===== Passage for review
Schwarzenegger Declares Fiscal Emergency and DHMC Not Listening to Complaints

CAL/AAEM News Service calaaem.news.service1 at gmail.com
Thu Dec 16 13:04:22 PST 2010



December 7, 2010
Schwarzenegger Declares Fiscal Emergency, Unveils Deficit Fix

California Healthline

On Monday, Gov. Arnold Schwarzenegger (R) declared a fiscal emergency  
on the first day of a special legislative session to address  
California's estimated $6 billion budget shortfall for the current  
fiscal year, the Sacramento Bee reports
(Yamamura, Sacramento Bee, 12/7).

Schwarzenegger also released a new proposal designed to reduce the  
state's
deficit by about $9.9 billion over the next 18 months. The plan aims  
to decrease
the current fiscal year's shortfall by $1.9 billion and reduce next  
fiscal
year's estimated deficit by nearly $8 billion (Miller, Riverside Press- 
Enterprise, 12/6).

If California lawmakers fail to take action on the budget, the state  
deficit is
expected to reach $25.4 billion by the end of the 2011-2012 fiscal year
(Buchanan, San Francisco Chronicle, 12/7).
==========
===== Recorded data
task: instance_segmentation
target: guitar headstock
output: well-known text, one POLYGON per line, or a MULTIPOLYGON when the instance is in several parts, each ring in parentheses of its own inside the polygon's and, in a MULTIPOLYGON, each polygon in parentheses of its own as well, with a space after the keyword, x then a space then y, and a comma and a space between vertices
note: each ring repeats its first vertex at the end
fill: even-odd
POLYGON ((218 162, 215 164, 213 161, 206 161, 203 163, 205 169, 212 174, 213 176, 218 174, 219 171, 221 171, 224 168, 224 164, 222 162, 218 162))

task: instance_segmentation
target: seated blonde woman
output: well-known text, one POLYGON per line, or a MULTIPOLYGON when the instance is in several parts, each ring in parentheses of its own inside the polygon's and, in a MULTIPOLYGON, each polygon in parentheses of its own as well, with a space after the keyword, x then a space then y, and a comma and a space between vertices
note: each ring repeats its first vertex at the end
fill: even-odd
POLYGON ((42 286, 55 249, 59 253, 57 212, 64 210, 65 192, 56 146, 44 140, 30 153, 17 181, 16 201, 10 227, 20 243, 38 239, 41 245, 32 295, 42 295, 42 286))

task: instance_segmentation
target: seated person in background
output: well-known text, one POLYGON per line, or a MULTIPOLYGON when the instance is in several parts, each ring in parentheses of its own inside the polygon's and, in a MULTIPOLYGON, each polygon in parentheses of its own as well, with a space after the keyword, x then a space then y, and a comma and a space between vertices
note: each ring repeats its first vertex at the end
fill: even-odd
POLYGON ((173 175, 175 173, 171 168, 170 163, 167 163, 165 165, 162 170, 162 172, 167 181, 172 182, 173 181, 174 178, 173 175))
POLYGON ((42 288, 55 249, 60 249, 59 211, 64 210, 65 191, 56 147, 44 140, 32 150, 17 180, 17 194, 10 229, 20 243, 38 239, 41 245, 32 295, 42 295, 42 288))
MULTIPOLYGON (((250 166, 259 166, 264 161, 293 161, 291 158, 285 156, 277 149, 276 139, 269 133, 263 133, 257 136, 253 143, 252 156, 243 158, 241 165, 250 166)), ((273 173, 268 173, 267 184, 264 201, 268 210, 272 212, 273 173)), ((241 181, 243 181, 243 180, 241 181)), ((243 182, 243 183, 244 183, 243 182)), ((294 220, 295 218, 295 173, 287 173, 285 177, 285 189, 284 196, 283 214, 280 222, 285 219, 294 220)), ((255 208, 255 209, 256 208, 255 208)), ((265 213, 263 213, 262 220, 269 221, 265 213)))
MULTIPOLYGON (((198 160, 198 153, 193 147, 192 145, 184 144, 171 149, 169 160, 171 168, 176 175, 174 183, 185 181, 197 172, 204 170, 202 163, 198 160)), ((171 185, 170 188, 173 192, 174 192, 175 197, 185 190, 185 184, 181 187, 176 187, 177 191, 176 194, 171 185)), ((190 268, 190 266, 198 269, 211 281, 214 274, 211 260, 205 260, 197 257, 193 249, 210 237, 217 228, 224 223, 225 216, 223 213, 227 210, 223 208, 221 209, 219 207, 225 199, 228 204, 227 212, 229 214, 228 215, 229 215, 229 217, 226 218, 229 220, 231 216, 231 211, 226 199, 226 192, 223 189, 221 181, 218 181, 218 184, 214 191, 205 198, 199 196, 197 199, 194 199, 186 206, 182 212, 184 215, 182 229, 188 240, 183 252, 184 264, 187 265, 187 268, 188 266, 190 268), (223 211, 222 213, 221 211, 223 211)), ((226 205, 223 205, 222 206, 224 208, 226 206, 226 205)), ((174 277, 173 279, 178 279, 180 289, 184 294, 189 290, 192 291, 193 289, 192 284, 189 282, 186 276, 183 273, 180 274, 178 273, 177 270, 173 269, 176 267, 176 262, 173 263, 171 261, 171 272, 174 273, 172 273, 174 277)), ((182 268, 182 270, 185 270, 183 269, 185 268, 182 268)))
==========
◆ **Work instruction**: From the news item on California's budget shortfall, extract verbatim the passage that begins with the words containing "Schwarzenegger also released" and ends with "Francisco Chronicle, 12/7).".

◆ **Completed exercise**:
Schwarzenegger also released a new proposal designed to reduce the  
state's
deficit by about $9.9 billion over the next 18 months. The plan aims  
to decrease
the current fiscal year's shortfall by $1.9 billion and reduce next  
fiscal
year's estimated deficit by nearly $8 billion (Miller, Riverside Press- 
Enterprise, 12/6).

If California lawmakers fail to take action on the budget, the state  
deficit is
expected to reach $25.4 billion by the end of the 2011-2012 fiscal year
(Buchanan, San Francisco Chronicle, 12/7).